PRESS RELEASE: College journalism groups urge Court to protect political speech in student newspapers

Univ. of Wisconsin case threatens to cut off funding to campus publications that publish political editorials

Arlington, Va. -- Groups representing America's college student media asked the U.S. Supreme Court this week to overturn a lower court ruling that they warned "could threaten the very existence of student media on hundreds of public college campuses nationwide."

At issue is a decision handed down late last year by a federal appellate court in Chicago finding that students at the University of Wisconsin had the right to refuse to pay student activity fees to the school that were used to support "political or ideological" student groups whose views were at odds with their own. While the students challenging the school's policy said they were not targeting mainstream student newspapers, the effect of the court's ruling on student media could be devastating.

The student media groups warned that the appellate court decision gave no clear indication of how a school could distinguish between publications that were impermissibly "political and ideological" and those that were not. Most college student newspapers include editorials or opinion columns that offer political or ideological viewpoints; the lower court failed to establish guidelines for determining how many of such editorials or columns could be published before a student newspaper could have its funding withdrawn.

Tasks for this exercise:
**A)** In the press release, which university's students had the right to refuse to pay student activity fees?
**B)** Print the press release word for word, starting with "The student media" and going on through "its funding withdrawn.".

Given entries:
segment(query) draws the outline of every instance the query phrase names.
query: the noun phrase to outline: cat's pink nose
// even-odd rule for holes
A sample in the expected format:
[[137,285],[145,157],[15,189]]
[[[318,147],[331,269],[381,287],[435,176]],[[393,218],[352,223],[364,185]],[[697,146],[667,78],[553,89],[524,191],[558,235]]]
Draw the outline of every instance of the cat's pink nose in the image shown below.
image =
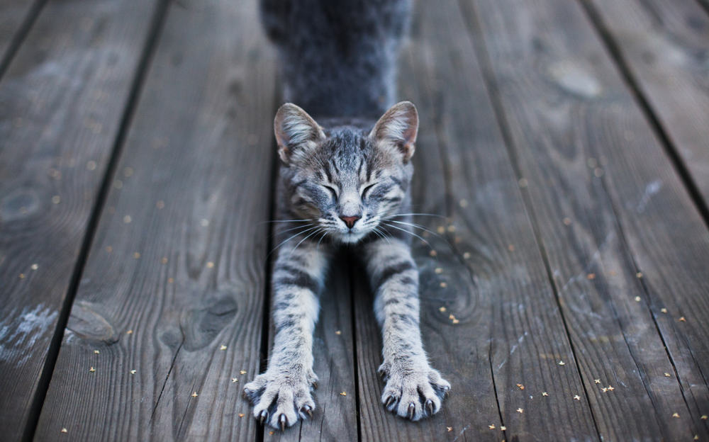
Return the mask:
[[340,217],[340,219],[344,221],[345,224],[347,225],[347,227],[352,229],[354,227],[354,223],[357,222],[357,220],[361,217],[361,216]]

Answers for the tasks:
**A)** The University of Wisconsin.

**B)**
The student media groups warned that the appellate court decision gave no clear indication of how a school could distinguish between publications that were impermissibly "political and ideological" and those that were not. Most college student newspapers include editorials or opinion columns that offer political or ideological viewpoints; the lower court failed to establish guidelines for determining how many of such editorials or columns could be published before a student newspaper could have its funding withdrawn.